Exercise instructions:
Whenever the string "shorts" appears in a line below, please copy the line out.

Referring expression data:

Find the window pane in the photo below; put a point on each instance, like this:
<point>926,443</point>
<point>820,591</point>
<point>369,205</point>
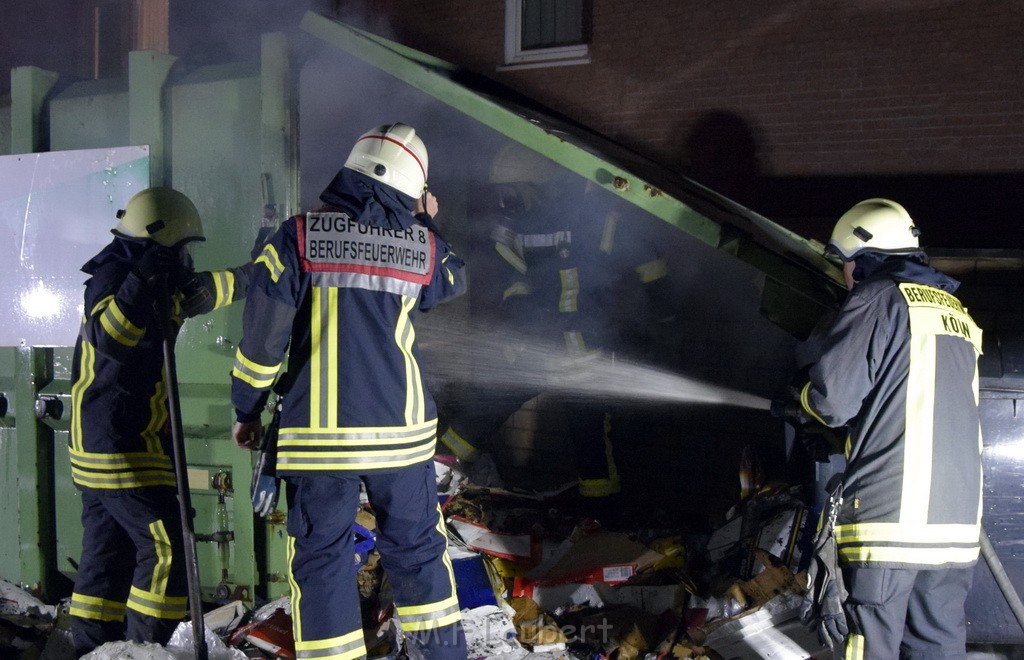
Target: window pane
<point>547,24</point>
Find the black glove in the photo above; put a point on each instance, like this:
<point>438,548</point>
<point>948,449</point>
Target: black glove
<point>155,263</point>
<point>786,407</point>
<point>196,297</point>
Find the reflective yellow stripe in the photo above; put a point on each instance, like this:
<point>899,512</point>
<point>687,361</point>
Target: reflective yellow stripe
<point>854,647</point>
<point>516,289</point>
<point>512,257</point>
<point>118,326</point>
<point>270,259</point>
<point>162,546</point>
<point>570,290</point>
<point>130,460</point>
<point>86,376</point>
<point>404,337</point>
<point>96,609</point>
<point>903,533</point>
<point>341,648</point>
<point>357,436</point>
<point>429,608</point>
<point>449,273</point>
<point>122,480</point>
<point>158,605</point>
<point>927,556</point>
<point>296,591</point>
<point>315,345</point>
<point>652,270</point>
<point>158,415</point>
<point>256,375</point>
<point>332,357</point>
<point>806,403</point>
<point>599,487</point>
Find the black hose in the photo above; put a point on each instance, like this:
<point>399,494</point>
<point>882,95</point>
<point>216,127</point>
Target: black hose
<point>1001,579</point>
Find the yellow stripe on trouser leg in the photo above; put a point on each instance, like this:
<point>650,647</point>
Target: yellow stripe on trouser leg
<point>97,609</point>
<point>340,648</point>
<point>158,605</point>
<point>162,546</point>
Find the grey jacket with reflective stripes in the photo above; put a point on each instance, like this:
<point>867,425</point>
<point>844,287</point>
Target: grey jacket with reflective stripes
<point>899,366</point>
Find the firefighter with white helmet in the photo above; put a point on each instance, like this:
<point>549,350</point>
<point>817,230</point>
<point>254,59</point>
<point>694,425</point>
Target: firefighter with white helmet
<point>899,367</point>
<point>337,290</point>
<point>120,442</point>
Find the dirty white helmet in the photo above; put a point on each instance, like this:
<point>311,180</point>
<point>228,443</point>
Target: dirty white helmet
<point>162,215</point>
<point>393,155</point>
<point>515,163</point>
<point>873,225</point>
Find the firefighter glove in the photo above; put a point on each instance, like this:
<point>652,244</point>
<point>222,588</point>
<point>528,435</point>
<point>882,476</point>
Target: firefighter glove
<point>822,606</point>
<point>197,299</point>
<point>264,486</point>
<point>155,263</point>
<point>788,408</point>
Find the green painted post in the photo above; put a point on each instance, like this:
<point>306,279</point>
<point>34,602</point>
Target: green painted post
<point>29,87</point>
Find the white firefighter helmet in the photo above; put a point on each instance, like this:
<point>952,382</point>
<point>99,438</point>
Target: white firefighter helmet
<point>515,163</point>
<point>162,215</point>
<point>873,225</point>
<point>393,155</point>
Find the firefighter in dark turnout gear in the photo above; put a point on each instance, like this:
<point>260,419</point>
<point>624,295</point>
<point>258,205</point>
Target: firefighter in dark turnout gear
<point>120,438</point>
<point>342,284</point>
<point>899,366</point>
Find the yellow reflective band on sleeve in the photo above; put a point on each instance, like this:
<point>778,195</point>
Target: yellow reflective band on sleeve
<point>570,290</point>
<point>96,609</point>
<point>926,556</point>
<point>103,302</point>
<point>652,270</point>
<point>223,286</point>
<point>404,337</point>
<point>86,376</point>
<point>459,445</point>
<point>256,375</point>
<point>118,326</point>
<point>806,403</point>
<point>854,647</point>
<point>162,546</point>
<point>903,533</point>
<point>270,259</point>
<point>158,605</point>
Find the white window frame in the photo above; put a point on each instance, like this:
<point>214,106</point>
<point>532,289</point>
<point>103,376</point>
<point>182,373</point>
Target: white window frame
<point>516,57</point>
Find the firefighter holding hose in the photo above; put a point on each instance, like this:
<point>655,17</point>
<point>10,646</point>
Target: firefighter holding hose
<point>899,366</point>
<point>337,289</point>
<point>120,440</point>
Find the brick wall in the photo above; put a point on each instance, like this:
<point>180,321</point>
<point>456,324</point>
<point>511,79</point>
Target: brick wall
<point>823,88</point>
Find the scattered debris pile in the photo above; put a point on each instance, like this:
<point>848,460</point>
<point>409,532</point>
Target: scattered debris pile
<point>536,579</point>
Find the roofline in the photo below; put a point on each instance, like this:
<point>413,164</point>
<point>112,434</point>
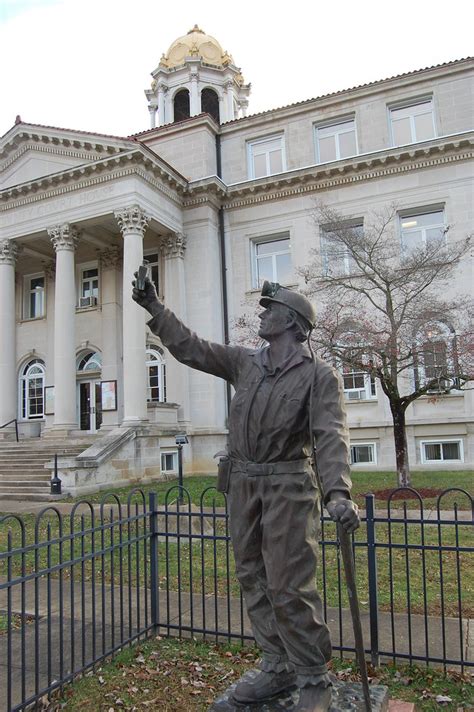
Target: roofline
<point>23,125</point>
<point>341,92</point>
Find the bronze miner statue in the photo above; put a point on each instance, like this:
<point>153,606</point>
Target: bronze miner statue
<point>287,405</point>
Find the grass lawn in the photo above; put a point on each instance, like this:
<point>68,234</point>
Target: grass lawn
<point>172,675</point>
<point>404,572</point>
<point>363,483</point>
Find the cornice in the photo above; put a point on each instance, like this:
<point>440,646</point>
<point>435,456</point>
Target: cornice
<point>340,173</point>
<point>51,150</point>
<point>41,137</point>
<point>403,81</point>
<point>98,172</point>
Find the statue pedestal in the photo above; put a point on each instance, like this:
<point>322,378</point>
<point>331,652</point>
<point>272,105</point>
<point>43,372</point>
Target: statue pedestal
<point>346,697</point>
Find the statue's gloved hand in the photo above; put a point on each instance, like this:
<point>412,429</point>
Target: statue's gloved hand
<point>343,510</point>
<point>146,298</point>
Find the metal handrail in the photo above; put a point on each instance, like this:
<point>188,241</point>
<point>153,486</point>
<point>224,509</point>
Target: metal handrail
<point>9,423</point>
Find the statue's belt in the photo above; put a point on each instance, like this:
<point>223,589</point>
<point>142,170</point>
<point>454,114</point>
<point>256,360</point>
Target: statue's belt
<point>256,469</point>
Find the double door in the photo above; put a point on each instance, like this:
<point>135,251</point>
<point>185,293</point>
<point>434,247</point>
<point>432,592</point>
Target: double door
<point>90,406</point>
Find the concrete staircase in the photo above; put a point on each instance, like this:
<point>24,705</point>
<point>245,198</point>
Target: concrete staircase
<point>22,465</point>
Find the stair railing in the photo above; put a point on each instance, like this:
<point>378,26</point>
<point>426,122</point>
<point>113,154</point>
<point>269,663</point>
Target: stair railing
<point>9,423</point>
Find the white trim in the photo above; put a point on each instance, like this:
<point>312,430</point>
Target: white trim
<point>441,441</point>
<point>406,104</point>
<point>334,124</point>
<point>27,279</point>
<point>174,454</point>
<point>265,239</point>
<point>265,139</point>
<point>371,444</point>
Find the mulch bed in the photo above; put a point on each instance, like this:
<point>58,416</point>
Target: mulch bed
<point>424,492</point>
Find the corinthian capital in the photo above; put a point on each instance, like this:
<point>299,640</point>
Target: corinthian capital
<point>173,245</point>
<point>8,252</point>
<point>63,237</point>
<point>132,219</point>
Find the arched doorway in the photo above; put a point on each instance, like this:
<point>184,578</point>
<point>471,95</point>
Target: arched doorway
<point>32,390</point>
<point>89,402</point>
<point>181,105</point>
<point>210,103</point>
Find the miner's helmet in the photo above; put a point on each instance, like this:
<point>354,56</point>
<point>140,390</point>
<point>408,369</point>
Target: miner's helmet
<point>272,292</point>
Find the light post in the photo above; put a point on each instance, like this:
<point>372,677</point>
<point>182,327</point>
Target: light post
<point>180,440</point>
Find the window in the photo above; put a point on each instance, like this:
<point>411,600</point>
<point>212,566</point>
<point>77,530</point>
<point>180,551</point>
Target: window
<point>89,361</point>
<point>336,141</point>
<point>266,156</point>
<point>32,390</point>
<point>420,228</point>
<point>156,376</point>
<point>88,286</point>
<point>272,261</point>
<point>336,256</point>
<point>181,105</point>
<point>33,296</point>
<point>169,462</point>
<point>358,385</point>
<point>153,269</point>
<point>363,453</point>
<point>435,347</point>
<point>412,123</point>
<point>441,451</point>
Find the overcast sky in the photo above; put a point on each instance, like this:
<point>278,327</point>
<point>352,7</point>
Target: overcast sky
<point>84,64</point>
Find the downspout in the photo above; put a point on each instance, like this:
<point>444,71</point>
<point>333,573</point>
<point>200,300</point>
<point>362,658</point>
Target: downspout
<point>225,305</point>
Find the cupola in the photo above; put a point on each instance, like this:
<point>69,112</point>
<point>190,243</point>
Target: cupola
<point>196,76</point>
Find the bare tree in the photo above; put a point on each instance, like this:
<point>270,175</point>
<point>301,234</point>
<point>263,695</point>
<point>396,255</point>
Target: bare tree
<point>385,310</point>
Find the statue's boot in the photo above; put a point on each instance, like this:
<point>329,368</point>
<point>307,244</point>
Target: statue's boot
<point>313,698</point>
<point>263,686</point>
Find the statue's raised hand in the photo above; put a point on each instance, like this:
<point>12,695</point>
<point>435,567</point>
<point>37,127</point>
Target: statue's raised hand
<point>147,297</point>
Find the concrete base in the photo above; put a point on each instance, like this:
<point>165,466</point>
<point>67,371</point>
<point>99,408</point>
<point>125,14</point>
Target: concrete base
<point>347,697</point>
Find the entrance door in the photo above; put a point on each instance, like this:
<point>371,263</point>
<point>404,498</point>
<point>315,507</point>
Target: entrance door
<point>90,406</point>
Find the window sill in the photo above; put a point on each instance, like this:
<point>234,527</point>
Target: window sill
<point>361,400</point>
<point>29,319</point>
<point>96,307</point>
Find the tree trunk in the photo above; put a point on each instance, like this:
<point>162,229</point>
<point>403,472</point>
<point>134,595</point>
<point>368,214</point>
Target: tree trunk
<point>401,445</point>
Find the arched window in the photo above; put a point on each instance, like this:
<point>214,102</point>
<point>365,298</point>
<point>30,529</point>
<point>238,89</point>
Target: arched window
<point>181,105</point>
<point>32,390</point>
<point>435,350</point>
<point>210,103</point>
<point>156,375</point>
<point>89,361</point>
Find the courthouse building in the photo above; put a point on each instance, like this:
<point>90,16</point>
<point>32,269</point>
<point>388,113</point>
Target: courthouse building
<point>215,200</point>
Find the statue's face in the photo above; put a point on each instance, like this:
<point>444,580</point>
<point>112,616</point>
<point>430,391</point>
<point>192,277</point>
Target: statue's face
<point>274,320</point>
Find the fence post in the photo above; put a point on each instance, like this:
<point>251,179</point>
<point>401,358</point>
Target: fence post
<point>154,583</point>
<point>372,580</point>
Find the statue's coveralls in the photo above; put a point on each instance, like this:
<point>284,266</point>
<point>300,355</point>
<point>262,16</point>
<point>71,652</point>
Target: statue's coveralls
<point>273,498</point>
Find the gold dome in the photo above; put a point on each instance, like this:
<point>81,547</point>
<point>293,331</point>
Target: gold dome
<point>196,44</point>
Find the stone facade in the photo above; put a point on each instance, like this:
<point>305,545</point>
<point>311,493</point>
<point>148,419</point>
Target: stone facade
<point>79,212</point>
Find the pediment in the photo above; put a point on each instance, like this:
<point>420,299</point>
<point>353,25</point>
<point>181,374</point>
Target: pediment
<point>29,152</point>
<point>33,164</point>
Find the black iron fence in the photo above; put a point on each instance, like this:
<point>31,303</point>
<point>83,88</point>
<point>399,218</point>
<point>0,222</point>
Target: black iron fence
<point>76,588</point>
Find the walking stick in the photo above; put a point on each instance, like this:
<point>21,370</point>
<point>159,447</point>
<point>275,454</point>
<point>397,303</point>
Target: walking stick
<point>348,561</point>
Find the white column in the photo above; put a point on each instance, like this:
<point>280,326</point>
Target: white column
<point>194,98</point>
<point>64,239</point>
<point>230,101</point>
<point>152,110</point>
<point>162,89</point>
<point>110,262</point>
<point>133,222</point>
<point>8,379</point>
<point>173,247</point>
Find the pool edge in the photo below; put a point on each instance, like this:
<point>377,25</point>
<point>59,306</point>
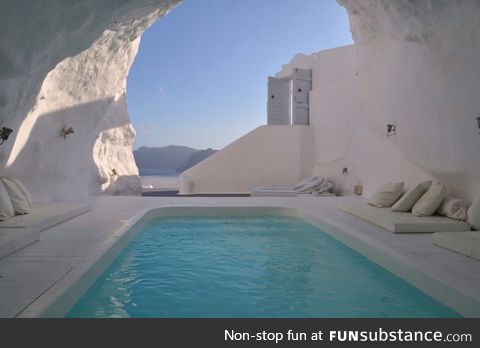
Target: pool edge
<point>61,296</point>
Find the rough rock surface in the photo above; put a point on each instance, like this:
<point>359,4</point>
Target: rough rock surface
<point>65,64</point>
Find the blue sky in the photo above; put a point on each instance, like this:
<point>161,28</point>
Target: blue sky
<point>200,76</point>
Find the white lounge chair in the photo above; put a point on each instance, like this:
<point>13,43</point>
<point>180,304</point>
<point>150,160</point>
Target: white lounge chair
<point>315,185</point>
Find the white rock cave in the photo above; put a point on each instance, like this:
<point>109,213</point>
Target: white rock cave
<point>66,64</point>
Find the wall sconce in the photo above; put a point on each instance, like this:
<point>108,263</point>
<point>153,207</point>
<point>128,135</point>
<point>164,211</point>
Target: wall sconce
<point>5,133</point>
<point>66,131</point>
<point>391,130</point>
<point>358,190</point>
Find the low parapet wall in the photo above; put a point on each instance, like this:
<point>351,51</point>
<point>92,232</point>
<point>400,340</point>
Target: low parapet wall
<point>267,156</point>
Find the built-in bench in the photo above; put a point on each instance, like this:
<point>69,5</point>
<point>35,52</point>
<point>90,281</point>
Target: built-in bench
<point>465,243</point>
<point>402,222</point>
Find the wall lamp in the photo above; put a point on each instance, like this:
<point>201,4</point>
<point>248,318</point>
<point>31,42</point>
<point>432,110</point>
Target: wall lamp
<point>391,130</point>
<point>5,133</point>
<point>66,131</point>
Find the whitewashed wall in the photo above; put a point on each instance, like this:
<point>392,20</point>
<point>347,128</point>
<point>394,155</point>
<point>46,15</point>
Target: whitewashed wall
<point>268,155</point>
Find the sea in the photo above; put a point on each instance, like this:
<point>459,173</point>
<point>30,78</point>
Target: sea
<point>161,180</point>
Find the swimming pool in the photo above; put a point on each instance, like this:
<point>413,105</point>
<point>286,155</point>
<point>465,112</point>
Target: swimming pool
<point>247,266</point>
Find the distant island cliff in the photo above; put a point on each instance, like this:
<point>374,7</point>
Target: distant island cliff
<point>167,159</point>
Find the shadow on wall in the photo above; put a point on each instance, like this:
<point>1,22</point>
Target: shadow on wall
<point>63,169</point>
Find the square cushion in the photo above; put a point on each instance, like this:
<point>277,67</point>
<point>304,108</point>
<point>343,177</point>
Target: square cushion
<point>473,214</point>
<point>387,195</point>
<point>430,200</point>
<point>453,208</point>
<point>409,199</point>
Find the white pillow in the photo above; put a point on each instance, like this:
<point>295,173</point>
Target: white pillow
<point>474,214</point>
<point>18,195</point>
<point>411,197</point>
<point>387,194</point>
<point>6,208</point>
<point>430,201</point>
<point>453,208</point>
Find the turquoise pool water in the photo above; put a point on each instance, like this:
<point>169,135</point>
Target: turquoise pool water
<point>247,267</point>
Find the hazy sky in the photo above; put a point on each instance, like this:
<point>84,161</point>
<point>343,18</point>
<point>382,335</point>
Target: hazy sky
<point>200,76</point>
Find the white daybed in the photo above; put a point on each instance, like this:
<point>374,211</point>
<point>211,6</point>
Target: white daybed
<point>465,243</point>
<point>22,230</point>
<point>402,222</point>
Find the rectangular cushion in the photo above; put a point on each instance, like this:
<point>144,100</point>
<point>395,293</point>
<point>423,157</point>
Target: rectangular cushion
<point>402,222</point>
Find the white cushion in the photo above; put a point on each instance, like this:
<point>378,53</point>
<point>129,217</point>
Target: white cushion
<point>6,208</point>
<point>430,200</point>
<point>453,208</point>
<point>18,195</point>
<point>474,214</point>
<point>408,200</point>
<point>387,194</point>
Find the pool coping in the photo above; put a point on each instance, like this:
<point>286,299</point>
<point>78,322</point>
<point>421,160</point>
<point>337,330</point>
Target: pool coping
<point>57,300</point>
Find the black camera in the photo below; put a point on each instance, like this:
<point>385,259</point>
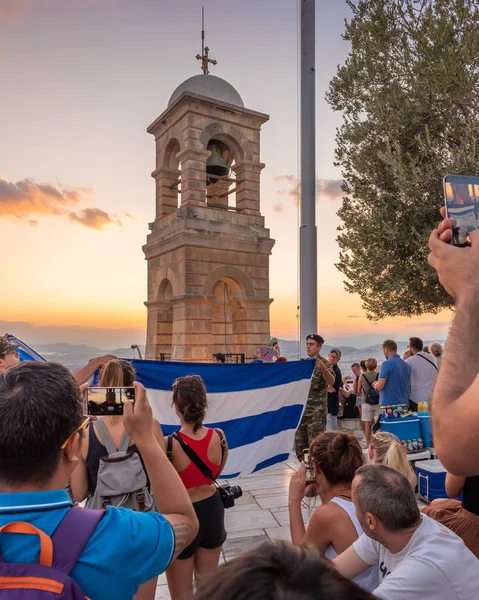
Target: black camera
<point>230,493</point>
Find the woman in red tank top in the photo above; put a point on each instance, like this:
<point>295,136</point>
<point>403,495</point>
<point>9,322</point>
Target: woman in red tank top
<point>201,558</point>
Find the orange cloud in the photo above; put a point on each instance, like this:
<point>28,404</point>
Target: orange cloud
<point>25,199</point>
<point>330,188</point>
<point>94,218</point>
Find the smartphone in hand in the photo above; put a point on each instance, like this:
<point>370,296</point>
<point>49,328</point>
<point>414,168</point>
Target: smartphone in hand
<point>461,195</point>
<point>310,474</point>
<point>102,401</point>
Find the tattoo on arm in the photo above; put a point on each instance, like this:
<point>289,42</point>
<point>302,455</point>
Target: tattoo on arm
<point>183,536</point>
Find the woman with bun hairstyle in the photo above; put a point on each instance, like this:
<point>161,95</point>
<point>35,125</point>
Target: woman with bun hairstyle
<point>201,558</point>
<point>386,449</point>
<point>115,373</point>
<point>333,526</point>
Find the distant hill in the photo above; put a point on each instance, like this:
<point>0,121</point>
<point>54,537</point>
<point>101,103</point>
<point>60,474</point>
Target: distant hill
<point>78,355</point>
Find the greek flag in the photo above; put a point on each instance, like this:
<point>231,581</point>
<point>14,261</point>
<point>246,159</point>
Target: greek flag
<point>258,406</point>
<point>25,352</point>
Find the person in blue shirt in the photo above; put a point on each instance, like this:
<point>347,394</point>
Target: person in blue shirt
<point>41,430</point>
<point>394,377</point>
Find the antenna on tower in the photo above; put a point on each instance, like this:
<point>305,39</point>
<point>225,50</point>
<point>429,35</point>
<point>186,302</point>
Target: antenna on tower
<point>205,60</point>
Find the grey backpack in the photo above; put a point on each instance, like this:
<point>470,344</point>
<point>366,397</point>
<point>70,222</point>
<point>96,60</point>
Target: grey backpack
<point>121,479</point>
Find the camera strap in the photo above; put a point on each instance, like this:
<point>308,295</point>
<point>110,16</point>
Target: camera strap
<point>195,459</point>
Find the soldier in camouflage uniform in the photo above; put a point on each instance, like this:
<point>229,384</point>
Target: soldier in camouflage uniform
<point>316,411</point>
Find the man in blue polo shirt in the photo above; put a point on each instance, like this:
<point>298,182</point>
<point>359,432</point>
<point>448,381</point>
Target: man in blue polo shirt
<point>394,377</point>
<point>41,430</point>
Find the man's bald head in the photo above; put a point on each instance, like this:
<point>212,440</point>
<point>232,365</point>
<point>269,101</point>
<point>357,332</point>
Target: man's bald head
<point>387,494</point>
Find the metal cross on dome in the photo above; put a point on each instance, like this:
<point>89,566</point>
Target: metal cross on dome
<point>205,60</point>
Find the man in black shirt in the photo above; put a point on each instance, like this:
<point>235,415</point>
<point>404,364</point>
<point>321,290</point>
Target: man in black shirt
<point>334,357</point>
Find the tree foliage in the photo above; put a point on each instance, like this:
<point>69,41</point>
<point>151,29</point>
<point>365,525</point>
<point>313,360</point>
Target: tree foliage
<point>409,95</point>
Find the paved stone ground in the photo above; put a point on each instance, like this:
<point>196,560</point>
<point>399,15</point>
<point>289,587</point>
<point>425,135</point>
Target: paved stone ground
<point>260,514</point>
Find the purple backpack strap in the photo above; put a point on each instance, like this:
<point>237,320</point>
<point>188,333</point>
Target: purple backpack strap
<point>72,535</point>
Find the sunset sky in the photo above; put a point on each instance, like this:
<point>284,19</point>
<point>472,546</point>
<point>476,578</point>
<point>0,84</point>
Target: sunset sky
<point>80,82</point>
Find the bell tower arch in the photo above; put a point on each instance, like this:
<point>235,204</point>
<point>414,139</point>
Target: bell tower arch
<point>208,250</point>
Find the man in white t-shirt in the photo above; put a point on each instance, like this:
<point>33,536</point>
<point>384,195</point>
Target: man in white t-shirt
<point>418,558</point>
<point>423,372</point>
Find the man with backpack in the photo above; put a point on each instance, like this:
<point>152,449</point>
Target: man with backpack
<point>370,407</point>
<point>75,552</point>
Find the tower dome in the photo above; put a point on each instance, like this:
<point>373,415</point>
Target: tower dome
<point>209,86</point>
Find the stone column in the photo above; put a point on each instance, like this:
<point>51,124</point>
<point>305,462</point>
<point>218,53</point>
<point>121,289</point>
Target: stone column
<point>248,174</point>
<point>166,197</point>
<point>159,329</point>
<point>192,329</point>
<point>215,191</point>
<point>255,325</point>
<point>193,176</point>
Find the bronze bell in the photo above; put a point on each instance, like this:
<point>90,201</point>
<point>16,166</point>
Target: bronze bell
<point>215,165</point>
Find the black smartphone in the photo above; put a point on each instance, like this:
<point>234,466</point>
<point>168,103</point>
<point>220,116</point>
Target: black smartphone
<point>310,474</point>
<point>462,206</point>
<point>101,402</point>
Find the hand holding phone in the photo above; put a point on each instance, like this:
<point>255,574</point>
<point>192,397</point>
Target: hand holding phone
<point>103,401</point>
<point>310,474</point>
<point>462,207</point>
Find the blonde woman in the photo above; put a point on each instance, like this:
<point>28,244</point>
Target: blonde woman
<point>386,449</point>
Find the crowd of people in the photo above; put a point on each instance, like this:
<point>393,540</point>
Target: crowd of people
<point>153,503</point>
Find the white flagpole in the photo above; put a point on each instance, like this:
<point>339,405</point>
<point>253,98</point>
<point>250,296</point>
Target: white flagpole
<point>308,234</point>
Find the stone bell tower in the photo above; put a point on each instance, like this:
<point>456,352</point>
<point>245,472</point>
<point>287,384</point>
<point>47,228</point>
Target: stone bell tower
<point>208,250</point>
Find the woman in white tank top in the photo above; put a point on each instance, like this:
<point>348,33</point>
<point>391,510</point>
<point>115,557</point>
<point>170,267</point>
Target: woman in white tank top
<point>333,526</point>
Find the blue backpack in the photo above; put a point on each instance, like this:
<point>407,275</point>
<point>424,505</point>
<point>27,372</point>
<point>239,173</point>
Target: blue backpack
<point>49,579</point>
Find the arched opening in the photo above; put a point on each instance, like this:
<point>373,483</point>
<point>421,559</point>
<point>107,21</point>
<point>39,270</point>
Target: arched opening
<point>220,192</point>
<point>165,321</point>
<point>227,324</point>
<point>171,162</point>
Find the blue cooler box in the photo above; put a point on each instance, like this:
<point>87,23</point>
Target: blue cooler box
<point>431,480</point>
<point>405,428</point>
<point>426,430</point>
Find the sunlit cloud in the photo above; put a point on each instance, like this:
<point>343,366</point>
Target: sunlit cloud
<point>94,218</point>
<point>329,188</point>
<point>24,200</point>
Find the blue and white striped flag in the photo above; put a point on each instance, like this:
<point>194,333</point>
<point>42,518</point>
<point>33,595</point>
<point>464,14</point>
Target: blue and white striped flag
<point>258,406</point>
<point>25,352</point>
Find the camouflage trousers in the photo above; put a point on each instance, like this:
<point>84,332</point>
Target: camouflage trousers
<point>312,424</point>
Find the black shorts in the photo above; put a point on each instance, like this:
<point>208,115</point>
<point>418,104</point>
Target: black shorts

Output of the task:
Find the black shorts in the photo above; put a point on each instance, like this:
Target: black shorts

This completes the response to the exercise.